** START OF Document excerpt **
# Sagan Delay



## chongmagic (Jan 12, 2020)

I've been working on this one for a day or two, and am excited it fired up the first time. Lol. I have been wanting to build this for quite some time and it is an awesome delay with modulation. I wired it buffered because the preamp in it is fantastic as well. It has a send and receive section to add more effects into it. I haven't played around with that yet. The graphic was designed by Diablo Chris who created the board. Carcharias effects collaborated to offer the board for sale. I highly recommend this if you are a delay freak like me.

It is a more involved build and has two pcbs connected via sockets. 









						New item by Jonathan Freeman
					






					photos.app.goo.gl
				












						New item by Jonathan Freeman
					






					photos.app.goo.gl


----------



## cooder (Jan 13, 2020)

Pretty intense and sweet build with great graphics! Makes me curious for sure...!


----------



## Iceman53 (Jan 13, 2020)

Yes, great graphics.  The foot switches look 'dangerously' close to the Echo Level and Depth knobs though...


----------



## jjjimi84 (Jan 13, 2020)

Amazing work, I am currently soldering the boards! Crazy cool pedal, super excited.


----------



## Mourguitars (Jan 13, 2020)

Oh that's so awesome CM ...congrats on another fine build !

Mike


----------



## Chuck D. Bones (Jan 13, 2020)

*WILLIKERS!* That's a lotta knobs & switches! Three delay chips... that thing outta make some other-worldly sounds. Looks like it was intended to model a 3-head tape delay, but I'll bet it does a whole lot more!! Nice build, as usual.


----------



## chongmagic (Jan 13, 2020)

Chuck D. Bones said:


> *WILLIKERS!* That's a lotta knobs & switches! Three delay chips... that thing outta make some other-worldly sounds. Looks like it was intended to model a 3-head tape delay, but I'll bet it does a whole lot more!! Nice build, as usual.



It is supposed to emulate the Roland Space Echo, it has added modulation and send and receive inputs to add in other effects. I actually have an old Space Echo that I need to restore. So maybe I can test them side by side someday. It is pretty awesome so far.


----------



## Chuck D. Bones (Jan 13, 2020)

MY brother has my old Echoplex.  I'm pretty old-school, but when it comes to delay, I prefer ones where the only moving parts are the pots.  Sure, the Echoplex sounds great, but I don't miss changing the tape in that beast one bit.


----------



## jjjimi84 (Jan 13, 2020)

I love the sound of tapes delays but would never want to actually deal with the upkeep of one.

Years ago I went to buy a fulltone unit and mike fuller has a disclaimer about the maintenance, I decided to buy an el capistan instead.


----------



## chongmagic (Jan 13, 2020)

Well have I got a horror story for you. I got this Space Echo on a trade for some pedals from a local guy. He traded me for a standard delay, reverb, and a Tube Screamer clone. I asked if he was sure because I told him these things go for sometimes $1k and up. He said yes, red flag right there. I got it home in my garage and plugged it in, everything worked, except there was no tape. I was like cool this is my lucky day. Then I saw a little insect head pop up. Weird right? The I was like maybe I should take a look inside. Thing was filled with German cockroaches. Luckily I never took it inside. I had to use a shop vac to get them. Everytime I thought I had them all, there were more. I sealed it in a garbage bag and left it in a plastic sealed tub with roach bait. I still haven't taken it out to check on it, that was over a year ago. Still haunts me to this day. Maybe one day I can get it working again, but that will take some time to look in that bin again.
** END OF Document excerpt **
→ The tasks
• A. Answer these questions using the Sagan Delay thread:
(i) Who designed the graphic on the pedal?
(ii) What unit does chongmagic say the pedal is supposed to emulate?
(iii) What did jjjimi84 buy instead of the Fulltone unit?
• B. Condense the paragraph of the Sagan Delay thread that begins "I've been working on this one" into a short list that keeps its main facts.
• C. Carry on the Sagan Delay thread from its final post, adding what comes next.
** START OF Given information **
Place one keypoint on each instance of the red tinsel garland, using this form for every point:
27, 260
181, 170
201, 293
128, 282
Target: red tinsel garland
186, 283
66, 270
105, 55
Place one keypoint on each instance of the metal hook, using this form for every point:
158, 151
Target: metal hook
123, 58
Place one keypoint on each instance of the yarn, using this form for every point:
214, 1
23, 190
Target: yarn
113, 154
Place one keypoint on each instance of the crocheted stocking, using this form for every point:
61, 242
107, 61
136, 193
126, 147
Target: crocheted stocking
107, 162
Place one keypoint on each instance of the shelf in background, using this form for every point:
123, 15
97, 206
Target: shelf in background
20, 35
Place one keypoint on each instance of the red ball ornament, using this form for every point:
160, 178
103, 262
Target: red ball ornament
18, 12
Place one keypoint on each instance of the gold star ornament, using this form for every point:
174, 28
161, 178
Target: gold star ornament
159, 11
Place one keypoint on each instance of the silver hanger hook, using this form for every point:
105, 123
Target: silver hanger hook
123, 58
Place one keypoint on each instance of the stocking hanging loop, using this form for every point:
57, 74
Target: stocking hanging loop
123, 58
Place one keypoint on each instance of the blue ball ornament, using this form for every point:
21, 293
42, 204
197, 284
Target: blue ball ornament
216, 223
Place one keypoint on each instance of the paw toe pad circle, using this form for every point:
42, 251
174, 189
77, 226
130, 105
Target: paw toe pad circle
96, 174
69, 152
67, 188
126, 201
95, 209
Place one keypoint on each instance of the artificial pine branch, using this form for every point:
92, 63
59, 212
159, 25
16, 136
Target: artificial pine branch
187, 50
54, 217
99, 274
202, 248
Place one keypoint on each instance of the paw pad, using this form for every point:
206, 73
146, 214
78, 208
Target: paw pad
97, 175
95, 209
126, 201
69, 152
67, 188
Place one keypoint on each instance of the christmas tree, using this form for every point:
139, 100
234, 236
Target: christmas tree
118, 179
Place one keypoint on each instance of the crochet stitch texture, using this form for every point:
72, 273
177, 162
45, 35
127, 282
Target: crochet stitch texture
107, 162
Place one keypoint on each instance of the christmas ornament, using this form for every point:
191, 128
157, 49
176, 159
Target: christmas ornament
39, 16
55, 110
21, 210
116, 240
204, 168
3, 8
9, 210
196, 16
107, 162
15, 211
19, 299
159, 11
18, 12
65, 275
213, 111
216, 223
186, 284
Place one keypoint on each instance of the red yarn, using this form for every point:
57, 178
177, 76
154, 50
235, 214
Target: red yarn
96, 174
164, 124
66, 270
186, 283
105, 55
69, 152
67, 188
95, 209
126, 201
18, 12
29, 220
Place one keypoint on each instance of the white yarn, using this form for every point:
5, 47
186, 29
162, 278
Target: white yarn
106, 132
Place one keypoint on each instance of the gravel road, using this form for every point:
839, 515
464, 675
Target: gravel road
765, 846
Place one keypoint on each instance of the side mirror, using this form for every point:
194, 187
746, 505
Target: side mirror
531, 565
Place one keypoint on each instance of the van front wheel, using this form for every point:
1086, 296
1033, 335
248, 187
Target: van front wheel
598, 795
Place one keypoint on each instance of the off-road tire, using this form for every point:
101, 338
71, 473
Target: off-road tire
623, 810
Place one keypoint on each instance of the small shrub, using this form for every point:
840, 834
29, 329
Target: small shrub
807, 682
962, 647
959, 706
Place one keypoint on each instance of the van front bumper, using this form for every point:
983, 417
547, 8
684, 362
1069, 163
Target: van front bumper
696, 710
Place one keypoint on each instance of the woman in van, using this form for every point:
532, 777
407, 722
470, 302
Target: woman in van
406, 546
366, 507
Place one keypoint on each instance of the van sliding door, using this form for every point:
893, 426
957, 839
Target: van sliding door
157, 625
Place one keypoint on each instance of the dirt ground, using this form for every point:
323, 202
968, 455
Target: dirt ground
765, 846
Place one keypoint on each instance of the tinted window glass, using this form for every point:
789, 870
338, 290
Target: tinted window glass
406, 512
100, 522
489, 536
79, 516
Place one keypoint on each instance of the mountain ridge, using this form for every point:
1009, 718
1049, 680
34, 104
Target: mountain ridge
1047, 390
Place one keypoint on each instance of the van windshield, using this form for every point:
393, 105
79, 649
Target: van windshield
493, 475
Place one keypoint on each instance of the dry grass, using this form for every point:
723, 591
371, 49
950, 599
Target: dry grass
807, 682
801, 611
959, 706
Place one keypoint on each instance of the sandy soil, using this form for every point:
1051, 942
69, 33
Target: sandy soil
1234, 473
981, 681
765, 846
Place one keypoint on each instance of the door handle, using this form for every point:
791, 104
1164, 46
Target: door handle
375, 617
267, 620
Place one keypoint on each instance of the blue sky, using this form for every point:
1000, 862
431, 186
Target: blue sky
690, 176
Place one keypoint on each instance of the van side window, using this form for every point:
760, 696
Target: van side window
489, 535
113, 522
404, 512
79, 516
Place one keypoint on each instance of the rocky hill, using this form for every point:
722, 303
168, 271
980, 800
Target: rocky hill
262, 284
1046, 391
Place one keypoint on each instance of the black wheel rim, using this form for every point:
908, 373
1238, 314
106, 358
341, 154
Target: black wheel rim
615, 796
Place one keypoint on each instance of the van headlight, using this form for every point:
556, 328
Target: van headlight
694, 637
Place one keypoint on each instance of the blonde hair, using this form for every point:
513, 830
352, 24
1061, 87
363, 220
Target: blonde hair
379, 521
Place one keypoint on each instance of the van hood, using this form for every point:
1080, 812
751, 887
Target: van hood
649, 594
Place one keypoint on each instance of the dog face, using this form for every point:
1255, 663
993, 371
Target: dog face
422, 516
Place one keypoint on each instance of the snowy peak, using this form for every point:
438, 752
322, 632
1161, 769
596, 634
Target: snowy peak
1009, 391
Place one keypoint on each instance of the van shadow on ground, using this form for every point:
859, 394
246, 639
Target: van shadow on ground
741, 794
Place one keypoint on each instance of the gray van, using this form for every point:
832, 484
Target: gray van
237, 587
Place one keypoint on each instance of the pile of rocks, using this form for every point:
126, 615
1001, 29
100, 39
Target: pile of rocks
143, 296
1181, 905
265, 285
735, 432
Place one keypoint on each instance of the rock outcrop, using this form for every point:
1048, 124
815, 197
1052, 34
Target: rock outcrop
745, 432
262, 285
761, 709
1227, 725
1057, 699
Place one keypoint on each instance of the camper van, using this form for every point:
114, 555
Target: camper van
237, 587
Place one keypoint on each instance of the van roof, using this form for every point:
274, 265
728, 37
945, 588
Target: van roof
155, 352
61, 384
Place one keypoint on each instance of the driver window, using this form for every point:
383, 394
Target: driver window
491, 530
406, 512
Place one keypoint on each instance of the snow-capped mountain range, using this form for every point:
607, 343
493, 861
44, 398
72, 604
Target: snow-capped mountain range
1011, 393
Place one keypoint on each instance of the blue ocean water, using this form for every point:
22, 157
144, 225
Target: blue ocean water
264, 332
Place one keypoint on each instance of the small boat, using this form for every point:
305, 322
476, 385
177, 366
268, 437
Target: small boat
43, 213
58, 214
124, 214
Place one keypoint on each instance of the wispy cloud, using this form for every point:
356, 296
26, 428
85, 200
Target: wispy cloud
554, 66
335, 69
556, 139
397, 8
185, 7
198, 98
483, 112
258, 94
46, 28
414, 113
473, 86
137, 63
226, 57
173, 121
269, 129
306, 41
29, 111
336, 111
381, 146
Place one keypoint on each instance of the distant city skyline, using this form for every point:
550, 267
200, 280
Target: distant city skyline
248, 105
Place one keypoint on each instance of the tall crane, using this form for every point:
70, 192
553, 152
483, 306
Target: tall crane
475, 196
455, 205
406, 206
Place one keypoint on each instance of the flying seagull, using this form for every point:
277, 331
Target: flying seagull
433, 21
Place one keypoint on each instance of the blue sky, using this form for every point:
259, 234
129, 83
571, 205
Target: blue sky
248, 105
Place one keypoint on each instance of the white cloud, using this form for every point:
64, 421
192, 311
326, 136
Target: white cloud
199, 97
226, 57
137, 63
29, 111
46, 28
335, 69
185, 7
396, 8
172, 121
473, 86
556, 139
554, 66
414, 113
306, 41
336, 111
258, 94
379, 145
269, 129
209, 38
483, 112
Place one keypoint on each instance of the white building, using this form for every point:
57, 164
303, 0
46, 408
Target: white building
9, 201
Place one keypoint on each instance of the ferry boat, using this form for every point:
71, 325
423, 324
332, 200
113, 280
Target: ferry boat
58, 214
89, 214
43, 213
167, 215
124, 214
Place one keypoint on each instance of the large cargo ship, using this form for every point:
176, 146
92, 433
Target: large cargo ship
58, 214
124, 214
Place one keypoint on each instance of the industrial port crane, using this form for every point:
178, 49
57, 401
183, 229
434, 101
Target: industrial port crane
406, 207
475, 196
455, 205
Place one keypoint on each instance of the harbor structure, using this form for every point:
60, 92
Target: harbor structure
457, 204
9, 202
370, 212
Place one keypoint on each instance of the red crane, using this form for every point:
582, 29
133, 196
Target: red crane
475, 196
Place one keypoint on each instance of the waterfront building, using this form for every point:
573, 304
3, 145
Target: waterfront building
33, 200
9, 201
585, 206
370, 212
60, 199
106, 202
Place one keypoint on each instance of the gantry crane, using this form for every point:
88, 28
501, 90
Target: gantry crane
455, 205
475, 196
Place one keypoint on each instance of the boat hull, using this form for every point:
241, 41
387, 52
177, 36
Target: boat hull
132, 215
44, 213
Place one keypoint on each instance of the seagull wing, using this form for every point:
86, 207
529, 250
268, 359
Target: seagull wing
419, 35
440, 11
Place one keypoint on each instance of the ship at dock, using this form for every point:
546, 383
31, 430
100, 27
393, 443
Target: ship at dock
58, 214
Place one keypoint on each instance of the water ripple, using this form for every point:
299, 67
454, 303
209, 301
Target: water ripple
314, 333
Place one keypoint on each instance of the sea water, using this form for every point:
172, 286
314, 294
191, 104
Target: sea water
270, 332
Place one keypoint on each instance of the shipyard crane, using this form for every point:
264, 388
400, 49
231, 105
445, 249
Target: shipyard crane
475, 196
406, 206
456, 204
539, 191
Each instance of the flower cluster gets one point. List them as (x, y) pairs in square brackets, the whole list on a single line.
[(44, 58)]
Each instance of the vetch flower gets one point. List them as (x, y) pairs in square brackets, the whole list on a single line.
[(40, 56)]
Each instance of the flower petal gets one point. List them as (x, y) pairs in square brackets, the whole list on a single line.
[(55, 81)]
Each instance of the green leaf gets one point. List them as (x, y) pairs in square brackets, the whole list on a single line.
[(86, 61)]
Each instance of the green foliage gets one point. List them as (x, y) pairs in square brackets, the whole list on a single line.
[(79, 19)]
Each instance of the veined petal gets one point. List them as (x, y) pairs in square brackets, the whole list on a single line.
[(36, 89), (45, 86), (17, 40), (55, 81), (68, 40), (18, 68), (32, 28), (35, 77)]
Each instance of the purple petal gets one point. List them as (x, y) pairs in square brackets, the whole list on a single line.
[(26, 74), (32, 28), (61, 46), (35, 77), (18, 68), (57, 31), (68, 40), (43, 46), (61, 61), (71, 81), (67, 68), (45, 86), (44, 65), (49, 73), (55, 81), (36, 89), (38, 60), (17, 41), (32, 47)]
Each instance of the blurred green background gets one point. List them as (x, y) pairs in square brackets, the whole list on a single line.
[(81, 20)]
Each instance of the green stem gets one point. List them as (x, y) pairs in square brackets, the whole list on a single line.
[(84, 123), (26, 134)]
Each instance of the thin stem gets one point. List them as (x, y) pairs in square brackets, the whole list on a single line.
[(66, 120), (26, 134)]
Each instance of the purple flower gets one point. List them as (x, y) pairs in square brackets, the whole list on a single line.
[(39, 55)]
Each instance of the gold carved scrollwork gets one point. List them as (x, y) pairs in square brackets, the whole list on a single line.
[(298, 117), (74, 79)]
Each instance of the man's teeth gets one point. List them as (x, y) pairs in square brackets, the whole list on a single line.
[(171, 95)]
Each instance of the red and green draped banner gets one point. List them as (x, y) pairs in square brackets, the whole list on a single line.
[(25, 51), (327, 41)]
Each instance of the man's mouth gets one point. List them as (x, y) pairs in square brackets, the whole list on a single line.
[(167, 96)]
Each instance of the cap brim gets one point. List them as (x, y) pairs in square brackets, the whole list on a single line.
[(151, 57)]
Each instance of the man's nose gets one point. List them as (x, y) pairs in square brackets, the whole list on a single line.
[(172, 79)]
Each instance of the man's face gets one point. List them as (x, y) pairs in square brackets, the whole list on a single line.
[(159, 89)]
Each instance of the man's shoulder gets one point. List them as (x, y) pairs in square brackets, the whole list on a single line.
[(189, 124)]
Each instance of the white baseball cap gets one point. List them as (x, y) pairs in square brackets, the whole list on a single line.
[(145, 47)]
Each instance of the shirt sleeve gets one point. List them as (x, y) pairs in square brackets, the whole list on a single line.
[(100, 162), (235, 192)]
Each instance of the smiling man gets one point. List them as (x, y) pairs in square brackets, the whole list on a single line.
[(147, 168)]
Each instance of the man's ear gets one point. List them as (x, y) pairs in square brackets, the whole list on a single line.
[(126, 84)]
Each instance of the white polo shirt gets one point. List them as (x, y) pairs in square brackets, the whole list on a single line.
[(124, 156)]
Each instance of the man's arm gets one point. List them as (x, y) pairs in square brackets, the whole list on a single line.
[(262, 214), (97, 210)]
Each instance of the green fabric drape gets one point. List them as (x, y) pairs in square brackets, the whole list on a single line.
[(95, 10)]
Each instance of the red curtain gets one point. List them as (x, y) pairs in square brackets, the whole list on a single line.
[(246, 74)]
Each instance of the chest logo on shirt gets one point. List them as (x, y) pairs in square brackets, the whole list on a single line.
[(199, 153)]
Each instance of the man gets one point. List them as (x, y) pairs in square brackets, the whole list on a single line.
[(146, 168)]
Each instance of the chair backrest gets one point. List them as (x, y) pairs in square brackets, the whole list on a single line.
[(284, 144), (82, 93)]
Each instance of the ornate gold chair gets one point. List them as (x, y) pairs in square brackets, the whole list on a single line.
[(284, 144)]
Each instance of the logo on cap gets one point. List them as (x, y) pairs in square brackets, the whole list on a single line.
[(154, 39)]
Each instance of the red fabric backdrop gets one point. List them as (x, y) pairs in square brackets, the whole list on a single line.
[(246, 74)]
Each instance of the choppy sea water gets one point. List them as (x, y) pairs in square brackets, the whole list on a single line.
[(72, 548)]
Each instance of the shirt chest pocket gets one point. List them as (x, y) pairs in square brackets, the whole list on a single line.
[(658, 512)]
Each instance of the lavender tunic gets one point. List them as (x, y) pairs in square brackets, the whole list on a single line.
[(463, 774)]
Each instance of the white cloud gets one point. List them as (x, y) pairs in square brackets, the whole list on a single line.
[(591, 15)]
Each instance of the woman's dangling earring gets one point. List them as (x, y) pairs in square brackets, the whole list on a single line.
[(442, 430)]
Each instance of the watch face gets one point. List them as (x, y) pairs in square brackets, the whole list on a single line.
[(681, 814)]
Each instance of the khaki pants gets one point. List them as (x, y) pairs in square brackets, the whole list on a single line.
** END OF Given information **
→ Responses to the exercise
• A.
(i) Diablo Chris, who created the board.
(ii) The Roland Space Echo.
(iii) An El Capistan.

• B.
- The build took a day or two and worked the first time it was powered up.
- It is a delay with modulation.
- It was wired buffered because its preamp is also very good.
- A send and receive section allows other effects to be added; this has not been tried yet.
- Diablo Chris, who created the board, designed the graphic.
- Carcharias effects collaborated to offer the board for sale.
- It is recommended for delay enthusiasts.

• C.
----------



## chongmagic (Jan 13, 2020)

chongmagic said:


> Well have I got a horror story for you. I got this Space Echo on a trade for some pedals from a local guy. He traded me for a standard delay, reverb, and a Tube Screamer clone. I asked if he was sure because I told him these things go for sometimes $1k and up. He said yes, red flag right there. I got it home in my garage and plugged it in, everything worked, except there was no tape. I was like cool this is my lucky day. Then I saw a little insect head pop up. Weird right? The I was like maybe I should take a look inside. Thing was filled with German cockroaches. Luckily I never took it inside. I had to use a shop vac to get them. Everytime I thought I had them all, there were more. I sealed it in a garbage bag and left it in a plastic sealed tub with roach bait. I still haven't taken it out to check on it, that was over a year ago. Still haunts me to this day. Maybe one day I can get it working again, but that will take some time to look in that bin again.



I guess I should say I still haven't gotten all the bugs worked out of that unit!


----------



## Barry (Jan 14, 2020)

Good looking build!


----------



## chongmagic (Jan 14, 2020)

Here is a demo of it.


----------



## Dali (Jan 14, 2020)

I was looking thru PedalPCB site for "Sagan delay"... 

The closer thing here looks like the Hydra Delay (https://www.pedalpcb.com/product/hydradelay/) any idea if it compares a bit to Sagan Delay? 

What is the maximum ms delays of those things?


----------



## chongmagic (Jan 14, 2020)

Dali said:


> I was looking thru PedalPCB site for "Sagan delay"...
> 
> The closer thing here looks like the Hydra Delay (https://www.pedalpcb.com/product/hydradelay/) any idea if it compares a bit to Sagan Delay?
> 
> What is the maximum ms delays of those things?



I would say it is somewhat similar to the Hydra, this has a little more analog feel. I would say the max delay would be somewhere around 600ms, that is just a guess. It starts to get really gritty as you increase the time, as all PT2399s do.


----------



## geekmacdaddy (Jan 14, 2020)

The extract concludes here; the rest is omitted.